GOAL OF THE EXERCISE:
Rewrite the records below, replacing "bounding box" with "box coordinates" wherever it appears and leaving everything else as it is.

SUPPLIED MATERIAL:
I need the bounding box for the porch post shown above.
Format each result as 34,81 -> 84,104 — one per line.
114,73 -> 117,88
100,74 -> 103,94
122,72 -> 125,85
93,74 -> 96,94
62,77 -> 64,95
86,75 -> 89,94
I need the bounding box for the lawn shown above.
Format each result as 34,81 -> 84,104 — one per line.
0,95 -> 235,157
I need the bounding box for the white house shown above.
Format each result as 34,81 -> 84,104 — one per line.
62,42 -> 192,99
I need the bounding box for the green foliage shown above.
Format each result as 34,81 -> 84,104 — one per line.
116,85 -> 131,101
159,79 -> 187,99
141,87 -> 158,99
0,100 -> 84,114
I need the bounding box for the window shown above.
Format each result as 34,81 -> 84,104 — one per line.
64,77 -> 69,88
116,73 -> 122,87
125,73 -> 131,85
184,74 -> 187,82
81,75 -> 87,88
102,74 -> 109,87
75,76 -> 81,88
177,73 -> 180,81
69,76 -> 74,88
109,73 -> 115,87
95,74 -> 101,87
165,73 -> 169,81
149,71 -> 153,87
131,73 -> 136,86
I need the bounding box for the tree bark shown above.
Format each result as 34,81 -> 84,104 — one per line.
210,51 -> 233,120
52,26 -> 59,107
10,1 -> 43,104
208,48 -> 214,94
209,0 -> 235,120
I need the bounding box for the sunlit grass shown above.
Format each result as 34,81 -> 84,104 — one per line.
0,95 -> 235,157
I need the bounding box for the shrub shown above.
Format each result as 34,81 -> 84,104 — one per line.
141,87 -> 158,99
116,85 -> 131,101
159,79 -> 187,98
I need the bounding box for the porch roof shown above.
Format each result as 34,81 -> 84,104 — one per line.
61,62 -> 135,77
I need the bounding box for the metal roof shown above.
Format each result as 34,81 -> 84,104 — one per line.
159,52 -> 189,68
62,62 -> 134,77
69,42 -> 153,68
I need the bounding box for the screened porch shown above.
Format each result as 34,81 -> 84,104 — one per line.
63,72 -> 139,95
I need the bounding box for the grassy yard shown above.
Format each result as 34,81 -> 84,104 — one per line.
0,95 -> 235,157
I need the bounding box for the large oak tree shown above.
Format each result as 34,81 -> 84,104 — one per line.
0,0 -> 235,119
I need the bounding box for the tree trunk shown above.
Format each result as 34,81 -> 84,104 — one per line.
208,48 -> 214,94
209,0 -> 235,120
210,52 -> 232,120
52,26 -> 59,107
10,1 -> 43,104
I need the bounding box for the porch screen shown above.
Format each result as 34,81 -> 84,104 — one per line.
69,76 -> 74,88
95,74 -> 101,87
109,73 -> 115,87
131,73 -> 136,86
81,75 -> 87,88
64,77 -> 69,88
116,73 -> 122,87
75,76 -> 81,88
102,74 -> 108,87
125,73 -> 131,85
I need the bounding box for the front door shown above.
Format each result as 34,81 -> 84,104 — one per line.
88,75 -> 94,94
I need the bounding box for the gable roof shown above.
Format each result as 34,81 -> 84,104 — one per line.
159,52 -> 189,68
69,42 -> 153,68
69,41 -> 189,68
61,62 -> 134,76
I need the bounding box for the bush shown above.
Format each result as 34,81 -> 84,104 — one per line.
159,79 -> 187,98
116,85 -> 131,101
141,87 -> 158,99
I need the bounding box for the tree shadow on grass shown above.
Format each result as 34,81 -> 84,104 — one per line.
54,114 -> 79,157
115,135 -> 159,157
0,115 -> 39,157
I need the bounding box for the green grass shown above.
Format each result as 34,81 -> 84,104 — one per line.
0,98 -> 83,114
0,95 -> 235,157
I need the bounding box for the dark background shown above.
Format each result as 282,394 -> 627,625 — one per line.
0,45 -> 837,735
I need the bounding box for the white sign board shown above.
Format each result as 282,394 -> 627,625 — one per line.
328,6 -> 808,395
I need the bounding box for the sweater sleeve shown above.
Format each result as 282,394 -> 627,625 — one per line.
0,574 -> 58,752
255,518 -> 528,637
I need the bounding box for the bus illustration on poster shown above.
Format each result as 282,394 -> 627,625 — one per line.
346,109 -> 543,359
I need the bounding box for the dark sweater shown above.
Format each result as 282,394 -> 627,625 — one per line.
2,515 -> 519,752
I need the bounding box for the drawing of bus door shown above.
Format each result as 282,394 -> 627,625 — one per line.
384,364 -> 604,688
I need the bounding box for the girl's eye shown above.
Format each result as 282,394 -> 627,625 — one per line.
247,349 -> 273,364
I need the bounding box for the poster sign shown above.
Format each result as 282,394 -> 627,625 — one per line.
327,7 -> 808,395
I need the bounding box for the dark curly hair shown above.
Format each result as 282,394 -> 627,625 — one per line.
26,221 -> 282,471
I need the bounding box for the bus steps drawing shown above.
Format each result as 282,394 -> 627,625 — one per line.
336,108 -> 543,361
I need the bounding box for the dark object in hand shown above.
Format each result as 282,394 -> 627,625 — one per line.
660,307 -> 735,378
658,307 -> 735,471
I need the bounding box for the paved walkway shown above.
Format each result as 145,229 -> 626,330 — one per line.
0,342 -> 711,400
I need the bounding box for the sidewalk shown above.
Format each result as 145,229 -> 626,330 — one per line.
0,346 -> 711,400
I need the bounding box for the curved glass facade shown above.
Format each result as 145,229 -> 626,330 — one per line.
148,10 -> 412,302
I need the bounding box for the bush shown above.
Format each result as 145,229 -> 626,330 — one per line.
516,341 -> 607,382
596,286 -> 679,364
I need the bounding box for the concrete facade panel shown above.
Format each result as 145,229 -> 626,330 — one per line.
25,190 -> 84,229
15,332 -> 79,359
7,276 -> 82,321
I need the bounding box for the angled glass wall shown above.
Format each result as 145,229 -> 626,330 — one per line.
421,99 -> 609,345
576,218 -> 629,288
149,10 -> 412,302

EXERCISE RESPONSE:
I need the box coordinates for the porch post shown above.
Format each result as 34,81 -> 84,104 — one per line.
114,73 -> 117,88
100,74 -> 103,94
122,72 -> 125,85
93,74 -> 96,94
62,77 -> 64,95
86,75 -> 89,94
I need the box coordinates for the lawn shown above.
Format each result as 34,81 -> 84,104 — one per line.
0,95 -> 235,157
I need the box coordinates for the white house shown above.
Format each result as 34,81 -> 84,104 — one per line.
62,42 -> 192,99
I need the box coordinates for the green foliage shown above.
Format each result as 34,81 -> 84,104 — one per line.
116,85 -> 131,101
159,79 -> 187,99
141,87 -> 158,99
0,100 -> 84,114
I need the box coordinates for the window shown above.
Format each result as 34,81 -> 84,104 — one per line.
64,77 -> 69,88
116,73 -> 122,87
125,73 -> 131,85
184,74 -> 187,82
81,75 -> 87,88
102,74 -> 109,87
75,76 -> 81,88
177,73 -> 180,81
69,76 -> 74,88
109,73 -> 115,87
95,74 -> 101,87
165,73 -> 169,81
149,71 -> 153,87
131,73 -> 136,86
I need the box coordinates for the tree bark shown above.
Format each result as 34,81 -> 84,104 — one per line.
210,51 -> 233,120
52,26 -> 59,107
10,1 -> 43,104
208,48 -> 214,94
209,0 -> 235,120
I need the box coordinates for the sunlit grass shown above.
Format each result as 34,81 -> 84,104 — one per line.
0,95 -> 235,157
I need the box coordinates for the shrub shown above.
Format each result as 34,81 -> 84,104 — one per line.
141,87 -> 158,99
116,85 -> 131,101
159,79 -> 187,98
I need the box coordinates for the porch roof shown above.
Format each result as 34,81 -> 84,104 — one per line.
61,62 -> 135,77
I need the box coordinates for the metal roof shown above.
Format each result as 34,81 -> 84,104 — one per line.
159,52 -> 189,68
62,62 -> 134,77
69,42 -> 153,68
I need the box coordinates for the screened porch shown above.
Format each result as 34,81 -> 84,104 — one per line.
63,72 -> 139,95
I need the box coordinates for the grassy yard shown above.
Format each result as 34,81 -> 84,104 — one per line.
0,95 -> 235,157
I need the box coordinates for the large oak tree shown above.
Format each result as 34,81 -> 84,104 — one per line.
0,0 -> 235,119
I need the box coordinates for the tree trunk shown above.
Format each result as 34,81 -> 84,104 — one per line.
208,48 -> 214,94
209,0 -> 235,120
210,52 -> 232,120
52,26 -> 59,107
10,1 -> 43,104
I need the box coordinates for the porch screen shown above.
Format each result as 34,81 -> 84,104 — one per line.
69,76 -> 74,88
95,74 -> 101,87
109,73 -> 115,87
131,73 -> 136,86
81,75 -> 87,88
64,77 -> 69,88
116,73 -> 122,87
75,76 -> 81,88
102,74 -> 108,87
125,73 -> 131,85
I need the box coordinates for the front door shown above.
Format each result as 34,81 -> 84,104 — one per line.
88,75 -> 94,94
I need the box coordinates for the gable roof shown above.
Format each result as 34,81 -> 84,104 — one per line.
159,52 -> 189,68
69,42 -> 153,68
69,41 -> 189,68
61,62 -> 134,76
I need the box coordinates for the bush shown above.
Format each result as 34,81 -> 84,104 — one per line.
159,79 -> 187,98
116,85 -> 131,101
141,87 -> 158,99
I need the box coordinates for the tree shadow on grass shown above.
Format each result as 34,81 -> 84,104 — one per line.
54,114 -> 79,157
115,135 -> 159,157
0,115 -> 39,157
I need the box coordinates for the green grass shown above.
Format each result as 34,81 -> 84,104 — one per line.
0,98 -> 83,114
0,95 -> 235,157
I need the box coordinates for the dark background shown above.
Format each result as 282,394 -> 627,625 — one per line.
0,45 -> 837,735
I need the box coordinates for the white sign board shown above.
Format each result as 282,394 -> 627,625 — one per line.
328,6 -> 808,395
I need the box coordinates for the sweater sleeve shown above.
Format each result as 282,394 -> 627,625 — one per line.
0,574 -> 58,752
255,518 -> 528,637
I need the box coordinates for the bus illustration on poster shown above.
Format each result as 282,394 -> 627,625 — one per line.
346,109 -> 543,359
I need the box coordinates for the dark sweater shown above.
Format each result as 282,394 -> 627,625 — one per line.
2,515 -> 519,752
I need the box coordinates for the drawing of bus door shown above.
Format each result as 282,394 -> 627,625 — one per line.
384,364 -> 604,688
I need the box coordinates for the girl's eye shown above.
Format each result as 282,394 -> 627,625 — one per line.
247,349 -> 273,364
I need the box coordinates for the poster sign shown above.
Format each result as 282,394 -> 627,625 — one per line.
327,7 -> 808,395
I need the box coordinates for the dark curly hair shown above.
Format each result as 282,394 -> 627,625 — one per line.
26,221 -> 282,471
I need the box coordinates for the bus steps drawing shown above.
Format each result as 282,394 -> 627,625 — one per line.
336,108 -> 543,361
I need the box coordinates for the dark object in hand shown above.
Format each result as 282,394 -> 627,625 — one per line.
660,307 -> 735,378
658,307 -> 735,471
I need the box coordinates for the paved walkway shown above.
Format each result as 145,229 -> 626,330 — one per line.
0,342 -> 711,400
I need the box coordinates for the sidewalk shown above.
Format each result as 145,229 -> 626,330 — one per line.
0,346 -> 711,400
I need the box coordinates for the curved glass facade shown above.
Format each result as 145,229 -> 626,330 — one per line.
148,10 -> 412,302
I need the box coordinates for the bush shown above.
Format each result as 145,229 -> 626,330 — one per line.
516,341 -> 607,382
596,286 -> 679,364
I need the box coordinates for the concrete facade panel shown above.
Format each result as 145,229 -> 626,330 — one per line.
25,190 -> 84,229
15,332 -> 79,359
7,276 -> 82,321
I need the box coordinates for the angled glass wall shown above.
Format each result as 145,229 -> 626,330 — one per line.
421,99 -> 609,345
576,218 -> 629,288
149,10 -> 412,302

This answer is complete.